> UNTERSUCHTER TEXT
================
Der Herr Geheimrat ganz privat

Ich war am Montag beruflich in Frankfurt und hatte nach dem Termin, für den es Geld gibt, noch etwas Zeit, um Geld auszugeben. Daher testete ich mal die Frankfurter Tram an, die mir ein paar Tage vorher auf Twitter ans Herz gelegt worden war. Ich verzweifelte etwas am Fahrkartenautomaten (ah, es gibt einmal Fahrten innerhalb von Frankfurt und einmal außerhalb), dann müffelte die 12 auch noch, dann stieg eine Kindergartentruppe ein (immerhin mit lustigen Nemo-Neon-Westen und einem russisch blaffenden Fräulein Rottenmeier), aber das war alles wurst, denn nach zehn Minuten stieg ich am Römer aus und guckte mir eben diesen an. Ohne ein Foto zu machen.
================
> AUSGELESENE EINTRÄGE

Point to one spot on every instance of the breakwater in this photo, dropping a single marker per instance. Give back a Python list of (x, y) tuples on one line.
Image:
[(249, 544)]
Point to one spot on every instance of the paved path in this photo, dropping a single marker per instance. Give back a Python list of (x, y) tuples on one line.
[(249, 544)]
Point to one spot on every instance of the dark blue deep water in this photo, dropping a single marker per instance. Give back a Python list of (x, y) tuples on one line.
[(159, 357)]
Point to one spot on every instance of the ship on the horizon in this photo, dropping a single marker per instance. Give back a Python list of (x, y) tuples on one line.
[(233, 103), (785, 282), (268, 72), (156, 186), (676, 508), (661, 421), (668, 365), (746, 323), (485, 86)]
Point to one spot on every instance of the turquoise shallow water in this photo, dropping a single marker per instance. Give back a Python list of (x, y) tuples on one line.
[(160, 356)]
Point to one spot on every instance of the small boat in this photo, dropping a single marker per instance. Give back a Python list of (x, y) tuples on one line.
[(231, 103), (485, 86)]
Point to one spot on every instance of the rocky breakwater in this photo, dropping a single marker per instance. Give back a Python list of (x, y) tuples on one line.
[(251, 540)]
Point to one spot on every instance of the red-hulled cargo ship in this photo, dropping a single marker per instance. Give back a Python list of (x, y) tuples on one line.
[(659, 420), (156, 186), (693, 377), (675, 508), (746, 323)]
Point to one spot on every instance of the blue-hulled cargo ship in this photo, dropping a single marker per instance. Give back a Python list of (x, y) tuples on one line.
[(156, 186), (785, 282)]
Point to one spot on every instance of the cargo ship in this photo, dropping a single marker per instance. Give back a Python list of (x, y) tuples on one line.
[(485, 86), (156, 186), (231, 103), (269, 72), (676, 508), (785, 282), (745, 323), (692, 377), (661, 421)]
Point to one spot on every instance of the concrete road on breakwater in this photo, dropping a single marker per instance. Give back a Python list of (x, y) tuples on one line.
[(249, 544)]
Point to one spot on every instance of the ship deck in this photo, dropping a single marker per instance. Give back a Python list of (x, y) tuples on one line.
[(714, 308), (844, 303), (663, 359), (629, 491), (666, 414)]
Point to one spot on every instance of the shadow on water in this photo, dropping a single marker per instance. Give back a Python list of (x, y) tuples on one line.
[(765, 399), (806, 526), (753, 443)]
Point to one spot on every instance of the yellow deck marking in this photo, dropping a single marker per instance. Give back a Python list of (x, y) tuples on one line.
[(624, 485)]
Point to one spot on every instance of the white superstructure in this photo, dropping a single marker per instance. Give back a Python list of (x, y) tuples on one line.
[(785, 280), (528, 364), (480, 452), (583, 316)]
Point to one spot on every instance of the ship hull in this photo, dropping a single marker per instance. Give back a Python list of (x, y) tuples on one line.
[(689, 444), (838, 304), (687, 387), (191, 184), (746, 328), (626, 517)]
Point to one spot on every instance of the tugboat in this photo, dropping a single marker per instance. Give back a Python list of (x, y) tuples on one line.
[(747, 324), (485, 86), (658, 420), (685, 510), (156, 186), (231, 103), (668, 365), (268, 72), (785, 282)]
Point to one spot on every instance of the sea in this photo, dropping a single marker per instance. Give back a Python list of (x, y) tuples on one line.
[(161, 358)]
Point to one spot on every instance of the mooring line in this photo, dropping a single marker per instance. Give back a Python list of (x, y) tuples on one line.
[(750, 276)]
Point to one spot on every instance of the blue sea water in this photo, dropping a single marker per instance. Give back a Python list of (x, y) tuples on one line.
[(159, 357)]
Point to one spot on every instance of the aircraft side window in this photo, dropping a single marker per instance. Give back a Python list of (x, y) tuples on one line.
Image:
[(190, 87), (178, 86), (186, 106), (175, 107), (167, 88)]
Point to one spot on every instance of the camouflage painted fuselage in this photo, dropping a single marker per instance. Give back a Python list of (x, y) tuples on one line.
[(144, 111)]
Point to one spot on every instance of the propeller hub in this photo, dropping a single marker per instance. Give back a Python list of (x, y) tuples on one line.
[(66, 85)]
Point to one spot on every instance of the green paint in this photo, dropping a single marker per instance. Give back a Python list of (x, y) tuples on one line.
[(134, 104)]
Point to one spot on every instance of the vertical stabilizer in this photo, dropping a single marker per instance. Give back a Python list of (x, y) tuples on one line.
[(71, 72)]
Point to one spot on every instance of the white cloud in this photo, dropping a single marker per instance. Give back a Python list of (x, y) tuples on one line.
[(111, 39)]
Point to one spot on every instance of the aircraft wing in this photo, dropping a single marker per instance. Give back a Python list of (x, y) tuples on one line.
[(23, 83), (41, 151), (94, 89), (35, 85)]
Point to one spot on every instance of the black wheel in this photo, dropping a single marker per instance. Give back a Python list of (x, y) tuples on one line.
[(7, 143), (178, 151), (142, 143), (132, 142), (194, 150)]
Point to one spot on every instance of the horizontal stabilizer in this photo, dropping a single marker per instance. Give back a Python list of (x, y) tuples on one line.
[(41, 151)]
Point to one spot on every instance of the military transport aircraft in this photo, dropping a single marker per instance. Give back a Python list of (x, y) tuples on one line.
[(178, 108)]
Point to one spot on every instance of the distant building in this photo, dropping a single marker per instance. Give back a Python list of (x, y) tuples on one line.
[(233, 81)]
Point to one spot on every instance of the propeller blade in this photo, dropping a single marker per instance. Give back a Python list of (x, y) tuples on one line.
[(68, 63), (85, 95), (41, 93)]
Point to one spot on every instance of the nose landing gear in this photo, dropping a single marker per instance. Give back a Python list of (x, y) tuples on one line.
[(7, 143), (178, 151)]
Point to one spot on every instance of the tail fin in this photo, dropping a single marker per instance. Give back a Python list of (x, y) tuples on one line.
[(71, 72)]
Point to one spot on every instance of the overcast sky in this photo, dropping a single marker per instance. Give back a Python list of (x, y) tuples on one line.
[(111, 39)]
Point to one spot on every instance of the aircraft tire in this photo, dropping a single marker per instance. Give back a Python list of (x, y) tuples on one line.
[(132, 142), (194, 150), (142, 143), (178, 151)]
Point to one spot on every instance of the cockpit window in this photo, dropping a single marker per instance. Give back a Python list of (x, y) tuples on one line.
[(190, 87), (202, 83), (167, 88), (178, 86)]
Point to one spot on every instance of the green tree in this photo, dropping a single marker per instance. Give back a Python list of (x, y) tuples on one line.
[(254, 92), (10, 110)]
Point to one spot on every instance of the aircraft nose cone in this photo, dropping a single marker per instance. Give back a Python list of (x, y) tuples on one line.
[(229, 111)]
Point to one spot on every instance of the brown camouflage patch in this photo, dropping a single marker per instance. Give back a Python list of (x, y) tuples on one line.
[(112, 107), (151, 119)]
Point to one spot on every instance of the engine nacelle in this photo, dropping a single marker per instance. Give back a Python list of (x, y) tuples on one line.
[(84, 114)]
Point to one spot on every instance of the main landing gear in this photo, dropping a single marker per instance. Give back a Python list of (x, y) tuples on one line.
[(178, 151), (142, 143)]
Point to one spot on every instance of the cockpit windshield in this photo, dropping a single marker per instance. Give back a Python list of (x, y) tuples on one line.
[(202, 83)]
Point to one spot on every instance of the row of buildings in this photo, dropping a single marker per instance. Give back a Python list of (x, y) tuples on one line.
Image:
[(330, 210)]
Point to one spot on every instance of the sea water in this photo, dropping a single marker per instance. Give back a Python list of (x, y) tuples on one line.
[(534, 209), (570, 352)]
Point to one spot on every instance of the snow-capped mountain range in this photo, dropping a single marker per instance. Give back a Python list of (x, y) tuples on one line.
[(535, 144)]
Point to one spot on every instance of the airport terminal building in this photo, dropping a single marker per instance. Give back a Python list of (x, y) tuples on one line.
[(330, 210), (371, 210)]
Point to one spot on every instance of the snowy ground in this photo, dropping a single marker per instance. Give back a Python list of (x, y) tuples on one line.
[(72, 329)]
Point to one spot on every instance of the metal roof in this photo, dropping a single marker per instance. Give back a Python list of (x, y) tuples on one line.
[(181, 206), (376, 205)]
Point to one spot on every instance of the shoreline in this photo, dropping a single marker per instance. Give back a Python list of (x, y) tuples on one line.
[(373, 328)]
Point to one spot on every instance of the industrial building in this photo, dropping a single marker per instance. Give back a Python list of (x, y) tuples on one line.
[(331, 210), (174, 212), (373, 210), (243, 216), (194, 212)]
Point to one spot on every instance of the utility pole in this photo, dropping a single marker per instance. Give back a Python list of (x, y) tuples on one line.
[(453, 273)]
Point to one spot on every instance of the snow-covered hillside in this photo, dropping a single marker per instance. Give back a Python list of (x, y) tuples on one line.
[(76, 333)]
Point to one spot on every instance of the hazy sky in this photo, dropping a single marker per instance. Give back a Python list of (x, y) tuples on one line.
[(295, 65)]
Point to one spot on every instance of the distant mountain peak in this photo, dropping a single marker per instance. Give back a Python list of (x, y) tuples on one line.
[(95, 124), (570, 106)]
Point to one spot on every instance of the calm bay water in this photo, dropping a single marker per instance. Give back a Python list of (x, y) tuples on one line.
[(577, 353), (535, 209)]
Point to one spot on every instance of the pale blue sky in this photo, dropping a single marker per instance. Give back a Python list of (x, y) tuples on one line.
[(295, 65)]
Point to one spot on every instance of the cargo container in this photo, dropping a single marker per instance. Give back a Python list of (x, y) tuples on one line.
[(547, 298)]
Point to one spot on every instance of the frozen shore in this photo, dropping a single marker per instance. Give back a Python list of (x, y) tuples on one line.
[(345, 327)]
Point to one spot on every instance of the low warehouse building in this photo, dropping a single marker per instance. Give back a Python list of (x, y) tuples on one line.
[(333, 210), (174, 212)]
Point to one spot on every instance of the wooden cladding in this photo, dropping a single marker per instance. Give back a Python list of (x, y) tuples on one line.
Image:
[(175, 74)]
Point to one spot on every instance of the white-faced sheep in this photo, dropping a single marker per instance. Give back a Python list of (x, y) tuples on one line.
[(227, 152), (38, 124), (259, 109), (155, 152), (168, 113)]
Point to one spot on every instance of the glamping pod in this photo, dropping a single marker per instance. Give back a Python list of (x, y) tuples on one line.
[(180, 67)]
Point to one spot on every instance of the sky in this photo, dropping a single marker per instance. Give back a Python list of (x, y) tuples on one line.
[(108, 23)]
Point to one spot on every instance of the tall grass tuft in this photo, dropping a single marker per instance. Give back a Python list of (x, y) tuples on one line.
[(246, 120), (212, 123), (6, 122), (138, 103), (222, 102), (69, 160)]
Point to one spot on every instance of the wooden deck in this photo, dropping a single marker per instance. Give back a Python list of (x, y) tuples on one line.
================
> AUFGABEN
**A)** Zähle alle Vorkommnisse der Tramfahrt auf, die der Text über den Frankfurt-Ausflug vor den Worten „aber das war alles wurst“ nennt.
**B)** Warum war laut dem Text über den Frankfurt-Ausflug der Ärger während der Fahrt „alles wurst“?
**C)** Fasse den Text über den Frankfurt-Ausflug in zwei Sätzen zusammen.

> LÖSUNGEN
**A)**
- Verzweiflung am Fahrkartenautomaten (es gibt Fahrten innerhalb und außerhalb von Frankfurt)
- Die 12 müffelte.
- Eine Kindergartentruppe stieg ein, mit Nemo-Neon-Westen und einem russisch blaffenden Fräulein Rottenmeier.

**B)** Nach zehn Minuten stieg die erzählende Person am Römer aus und sah ihn sich an.

**C)** Nach einem beruflichen Termin in Frankfurt nutzte die erzählende Person die freie Zeit, um die auf Twitter empfohlene Frankfurter Tram auszuprobieren. Trotz Mühe am Fahrkartenautomaten, einer müffelnden Bahn und einer zusteigenden Kindergartentruppe stieg sie nach zehn Minuten am Römer aus und sah ihn sich an, ohne ein Foto zu machen.